### Ziel 1
Schreiben Sie bitte aus dem Textausschnitt über die Maschinen- und Traktoren-Stationen unten die Stelle von „Es gab sie überall“ bis einschließlich „die Straßen rollten.“ unverändert nieder.

### Textausschnitt
Es gab sie überall in der DDR – die Maschinen- und Traktoren-Stationen, die den Genossenschaftsbauern die Technik vorhalten sollten und in den 50er Jahren auch die ersten sowjetischen Mähdrescher zugeteilt bekamen. Ob in Spremberg, Forst, Guben, Senftenberg oder Cottbus – überall haben Erwachsene und Kinder damals gestaunt, als die Geräte bei den Maidemonstrationen durch die Straßen rollten.
Unser Rätselfoto könnte bei solch einem Anlass entstanden sein. Wahrscheinlich ist aber auch die Annahme von Werner Lehmann aus der Spremberger Karl-Marx-Straße. Er vermutet: „Der Umzug könnte auch mit dem 10jährigen Bestehen der MTS im Jahre 1959 zusammenhängen. Eine MAS (man sprach nach dem Krieg auch im Volksmund statt von Maschinen- über eine Männer-Ausleih-Station) gab es schon als Vorläufer in Spremberg an der Heinrichfelder Allee mit ihrem Sitz der Verwaltung, Technik, Werkstätten, Maschinenhöfe und später mit Kulturhaus. Im Jahre 1952 bekam die MAS den konkreteren Namen MTS.“ Und unser Leser geht auch auf das Werk im Hintergrund ein: „Die Spremberger Tuche erlangten einen guten Ruf und hatten bis 1945 riesigen Absatz in Deutschland und im Ausland. Es entstanden etwa 30 Tuchfabriken, eine Webschule, und gute örtliche Voraussetzungen. Alles trug zur Entwicklung bei. Im April 1945 wurden über 70 Prozent der Fabriken zerstört, und da sie nur noch als Ruine standen, war bald der wirtschaftliche Zusammenbruch herbeigeführt. Drei Werke wurden wieder zum Textilkombinat (VEB) aufgebaut und nach der Einheit wettbewerbsbedingt alles stillgelegt. Die Stadt musste infolge politischer Entscheidung auch den Titel Kreisstadt abgeben.“

Die im Rätselbild gezeigte Fabrik VEB Spremberger Textilwerke wurde bald nach der Wende abgerissen.

### Ziel 2
Geben Sie jede Zeile der Datensätze unten wortgetreu wieder, in der die Zeichenfolge „rattan“ vorkommt. Groß- und Kleinschreibung zählt dabei.

### Entnommene Datensätze
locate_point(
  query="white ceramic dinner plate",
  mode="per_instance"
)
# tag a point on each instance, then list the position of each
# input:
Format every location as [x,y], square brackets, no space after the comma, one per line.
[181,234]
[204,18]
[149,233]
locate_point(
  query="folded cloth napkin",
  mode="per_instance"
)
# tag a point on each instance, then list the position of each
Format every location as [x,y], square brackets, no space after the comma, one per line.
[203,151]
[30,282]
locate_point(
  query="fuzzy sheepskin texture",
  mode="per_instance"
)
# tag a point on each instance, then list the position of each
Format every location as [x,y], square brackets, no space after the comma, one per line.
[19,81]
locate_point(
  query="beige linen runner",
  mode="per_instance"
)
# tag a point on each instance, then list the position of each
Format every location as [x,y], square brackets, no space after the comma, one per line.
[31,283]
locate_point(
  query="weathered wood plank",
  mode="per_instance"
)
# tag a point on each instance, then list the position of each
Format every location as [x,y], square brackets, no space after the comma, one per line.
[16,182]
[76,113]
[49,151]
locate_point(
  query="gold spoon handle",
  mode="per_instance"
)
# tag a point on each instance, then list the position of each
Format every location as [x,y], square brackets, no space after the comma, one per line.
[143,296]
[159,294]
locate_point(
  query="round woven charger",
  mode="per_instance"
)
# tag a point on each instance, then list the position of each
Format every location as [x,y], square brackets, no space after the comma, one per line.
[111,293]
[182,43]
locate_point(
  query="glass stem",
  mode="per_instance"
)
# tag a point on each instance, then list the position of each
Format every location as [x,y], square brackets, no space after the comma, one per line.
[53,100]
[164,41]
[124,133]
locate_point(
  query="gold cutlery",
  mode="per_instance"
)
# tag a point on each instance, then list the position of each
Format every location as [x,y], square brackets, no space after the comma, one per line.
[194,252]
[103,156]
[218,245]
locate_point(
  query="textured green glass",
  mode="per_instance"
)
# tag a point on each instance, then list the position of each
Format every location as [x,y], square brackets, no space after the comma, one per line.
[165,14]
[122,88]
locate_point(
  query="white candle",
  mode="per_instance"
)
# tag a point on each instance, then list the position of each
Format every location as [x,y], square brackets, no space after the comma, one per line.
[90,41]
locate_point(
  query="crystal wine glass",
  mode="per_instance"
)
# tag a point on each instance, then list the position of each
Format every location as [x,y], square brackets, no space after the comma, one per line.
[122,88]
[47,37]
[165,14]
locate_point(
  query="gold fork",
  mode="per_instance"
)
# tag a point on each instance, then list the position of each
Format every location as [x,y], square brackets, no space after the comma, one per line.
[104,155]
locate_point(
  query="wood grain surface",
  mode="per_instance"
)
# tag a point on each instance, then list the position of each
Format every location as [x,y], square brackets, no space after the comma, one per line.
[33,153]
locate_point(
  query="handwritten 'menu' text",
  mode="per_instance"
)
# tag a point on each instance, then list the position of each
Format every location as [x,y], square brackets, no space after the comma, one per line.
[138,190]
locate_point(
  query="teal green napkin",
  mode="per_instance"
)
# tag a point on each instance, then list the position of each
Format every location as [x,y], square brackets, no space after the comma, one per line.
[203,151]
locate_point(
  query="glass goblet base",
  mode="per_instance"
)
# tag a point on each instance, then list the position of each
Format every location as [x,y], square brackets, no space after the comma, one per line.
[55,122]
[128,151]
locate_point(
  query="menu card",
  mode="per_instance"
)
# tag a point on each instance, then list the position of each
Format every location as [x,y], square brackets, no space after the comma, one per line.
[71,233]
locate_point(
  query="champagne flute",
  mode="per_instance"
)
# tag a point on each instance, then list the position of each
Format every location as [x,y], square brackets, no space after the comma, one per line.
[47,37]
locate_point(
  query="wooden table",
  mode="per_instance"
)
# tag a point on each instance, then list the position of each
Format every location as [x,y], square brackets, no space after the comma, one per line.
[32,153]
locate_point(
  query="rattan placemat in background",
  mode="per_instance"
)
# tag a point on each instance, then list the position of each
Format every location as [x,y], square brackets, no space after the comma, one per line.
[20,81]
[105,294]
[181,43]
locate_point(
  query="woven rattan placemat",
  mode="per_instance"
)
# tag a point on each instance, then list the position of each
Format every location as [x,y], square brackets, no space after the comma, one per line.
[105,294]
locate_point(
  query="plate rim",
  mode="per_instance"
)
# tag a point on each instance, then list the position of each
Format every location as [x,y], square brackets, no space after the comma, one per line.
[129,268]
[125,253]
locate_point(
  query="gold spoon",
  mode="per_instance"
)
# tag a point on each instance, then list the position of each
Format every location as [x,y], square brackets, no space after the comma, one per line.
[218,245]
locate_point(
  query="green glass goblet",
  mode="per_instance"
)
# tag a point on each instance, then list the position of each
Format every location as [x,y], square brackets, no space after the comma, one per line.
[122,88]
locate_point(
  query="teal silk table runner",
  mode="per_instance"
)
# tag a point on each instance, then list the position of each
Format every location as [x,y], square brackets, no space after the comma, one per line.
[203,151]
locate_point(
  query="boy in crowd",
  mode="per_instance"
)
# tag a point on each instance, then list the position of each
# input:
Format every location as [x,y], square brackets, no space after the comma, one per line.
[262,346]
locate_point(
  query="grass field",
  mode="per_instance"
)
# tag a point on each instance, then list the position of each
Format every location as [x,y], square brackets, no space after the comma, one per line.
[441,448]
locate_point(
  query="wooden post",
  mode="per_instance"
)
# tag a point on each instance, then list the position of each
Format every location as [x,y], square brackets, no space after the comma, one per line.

### Musterlösung 1
Es gab sie überall in der DDR – die Maschinen- und Traktoren-Stationen, die den Genossenschaftsbauern die Technik vorhalten sollten und in den 50er Jahren auch die ersten sowjetischen Mähdrescher zugeteilt bekamen. Ob in Spremberg, Forst, Guben, Senftenberg oder Cottbus – überall haben Erwachsene und Kinder damals gestaunt, als die Geräte bei den Maidemonstrationen durch die Straßen rollten.

### Musterlösung 2
  query="rattan placemat in background",
  query="woven rattan placemat",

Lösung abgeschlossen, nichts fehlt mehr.